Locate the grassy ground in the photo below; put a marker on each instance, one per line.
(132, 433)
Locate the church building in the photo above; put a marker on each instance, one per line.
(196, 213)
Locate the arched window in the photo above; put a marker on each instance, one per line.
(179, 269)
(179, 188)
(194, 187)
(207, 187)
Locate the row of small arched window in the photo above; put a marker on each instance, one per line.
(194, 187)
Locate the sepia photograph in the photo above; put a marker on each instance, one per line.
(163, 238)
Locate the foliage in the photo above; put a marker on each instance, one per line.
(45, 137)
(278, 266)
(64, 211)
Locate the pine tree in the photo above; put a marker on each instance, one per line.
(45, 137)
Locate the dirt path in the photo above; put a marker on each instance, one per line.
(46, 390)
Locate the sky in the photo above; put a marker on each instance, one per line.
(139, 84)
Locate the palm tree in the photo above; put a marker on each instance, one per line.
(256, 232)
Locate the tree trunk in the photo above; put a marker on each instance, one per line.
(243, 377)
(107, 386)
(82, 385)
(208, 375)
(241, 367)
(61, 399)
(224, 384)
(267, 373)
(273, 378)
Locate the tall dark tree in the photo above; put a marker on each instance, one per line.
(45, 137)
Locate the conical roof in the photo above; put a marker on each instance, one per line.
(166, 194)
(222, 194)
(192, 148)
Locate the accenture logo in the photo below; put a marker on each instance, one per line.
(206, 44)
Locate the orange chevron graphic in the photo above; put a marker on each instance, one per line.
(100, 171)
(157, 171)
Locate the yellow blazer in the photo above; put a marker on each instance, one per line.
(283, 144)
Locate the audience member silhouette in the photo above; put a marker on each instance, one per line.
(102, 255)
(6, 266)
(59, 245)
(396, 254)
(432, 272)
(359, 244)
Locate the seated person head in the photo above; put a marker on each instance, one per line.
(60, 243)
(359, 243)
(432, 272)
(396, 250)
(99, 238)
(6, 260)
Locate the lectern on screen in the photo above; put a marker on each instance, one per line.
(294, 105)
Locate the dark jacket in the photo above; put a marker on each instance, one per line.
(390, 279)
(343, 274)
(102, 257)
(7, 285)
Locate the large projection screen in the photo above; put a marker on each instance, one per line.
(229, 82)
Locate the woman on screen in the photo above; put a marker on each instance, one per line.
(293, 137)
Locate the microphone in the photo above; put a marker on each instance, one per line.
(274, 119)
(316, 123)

EXERCISE TASK: Render the records from the line containing "Locate the dirt" through the final line as a JSON list of strings, one string per line, leaving out blank lines.

FINAL RESULT:
[
  "Locate the dirt path in the photo above; put a marker on each instance, one per line.",
  "(46, 390)",
  "Locate the sky in the photo above; put a marker on each instance, one per line.",
  "(139, 84)",
  "Locate the palm tree in the photo above; put a marker on each instance, one per line.",
  "(256, 232)",
  "Locate the tree trunk in the photo above; put a marker on each instance, one per line.",
  "(243, 377)",
  "(107, 386)",
  "(82, 385)",
  "(208, 375)",
  "(241, 367)",
  "(61, 399)",
  "(224, 384)",
  "(267, 373)",
  "(273, 378)",
  "Locate the tall dark tree in the photo above; put a marker on each instance, one per line.",
  "(45, 137)",
  "Locate the conical roof in the photo above; put a marker on each instance, one per line.",
  "(166, 194)",
  "(222, 194)",
  "(192, 148)",
  "Locate the accenture logo in the photo below; put a marker on each instance, one per line.",
  "(206, 44)",
  "Locate the orange chevron graphic in the photo above; put a marker on each instance, one per line.",
  "(100, 171)",
  "(157, 171)",
  "Locate the yellow blazer in the photo above; put a marker on each instance, one per line.",
  "(283, 144)",
  "Locate the audience member silhouette in the photo above; put a marker on each instance, one per line.",
  "(102, 255)",
  "(6, 266)",
  "(59, 245)",
  "(396, 254)",
  "(432, 272)",
  "(359, 244)",
  "Locate the seated person head in the photo above; put a marker on each instance, one per line.",
  "(60, 243)",
  "(359, 243)",
  "(432, 272)",
  "(396, 250)",
  "(99, 238)",
  "(6, 260)",
  "Locate the lectern on screen in the photo above; put a marker on each instance, one per line.",
  "(294, 105)",
  "Locate the dark jacket in the photo above; put a marker on each instance, one per line.",
  "(390, 279)",
  "(343, 274)",
  "(102, 257)",
  "(7, 285)",
  "Locate the large projection screen in the photo above; put a marker on each instance, one per line.",
  "(229, 82)",
  "Locate the woman on screen in the photo above; put a marker on each instance, one per line.",
  "(293, 137)",
  "Locate the microphone in the photo above; put a marker on each instance, one per line.",
  "(274, 119)",
  "(316, 123)"
]